**Your assignment:** Your answer must be an exact copy of the data, without any pictures.

**Provided entries:**

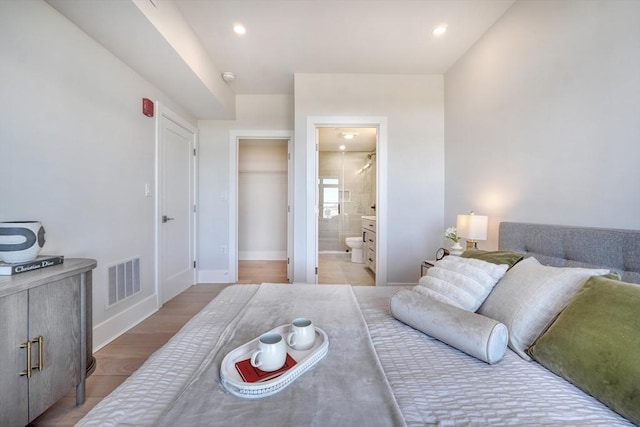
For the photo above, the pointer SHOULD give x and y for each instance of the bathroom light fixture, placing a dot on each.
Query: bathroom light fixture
(473, 228)
(440, 30)
(239, 29)
(348, 135)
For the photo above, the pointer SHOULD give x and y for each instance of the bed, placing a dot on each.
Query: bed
(378, 371)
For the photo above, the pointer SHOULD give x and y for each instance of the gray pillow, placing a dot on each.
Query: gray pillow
(529, 296)
(476, 335)
(462, 282)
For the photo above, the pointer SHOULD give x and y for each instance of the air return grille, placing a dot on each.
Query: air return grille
(123, 281)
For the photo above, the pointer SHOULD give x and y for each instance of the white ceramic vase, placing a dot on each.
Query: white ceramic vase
(20, 241)
(456, 249)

**Written response:**
For the photo above, the pointer SHOULD give x and y for each instance of the bathroom light fixture, placing a dot on each.
Query: bathroom light fixture
(473, 228)
(440, 30)
(239, 29)
(348, 135)
For the photo above, the pointer SHOULD give x and y for each instance of the bed, placing a dot on each.
Query: bed
(378, 371)
For the photo above, the pointer SHOULD give x and y for each instance of the gray pillow, placing a dot on each.
Query: gray pillow
(529, 296)
(476, 335)
(462, 282)
For the photo above, the pointer SHOULD give x and y for each instance of the air return grille, placing a dot on each.
Query: air return grille
(123, 281)
For the photo above, the pointer SHOULD give x and y for each instance of the white ceramic vase, placing a dot on each.
Query: white ceramic vase
(20, 241)
(456, 249)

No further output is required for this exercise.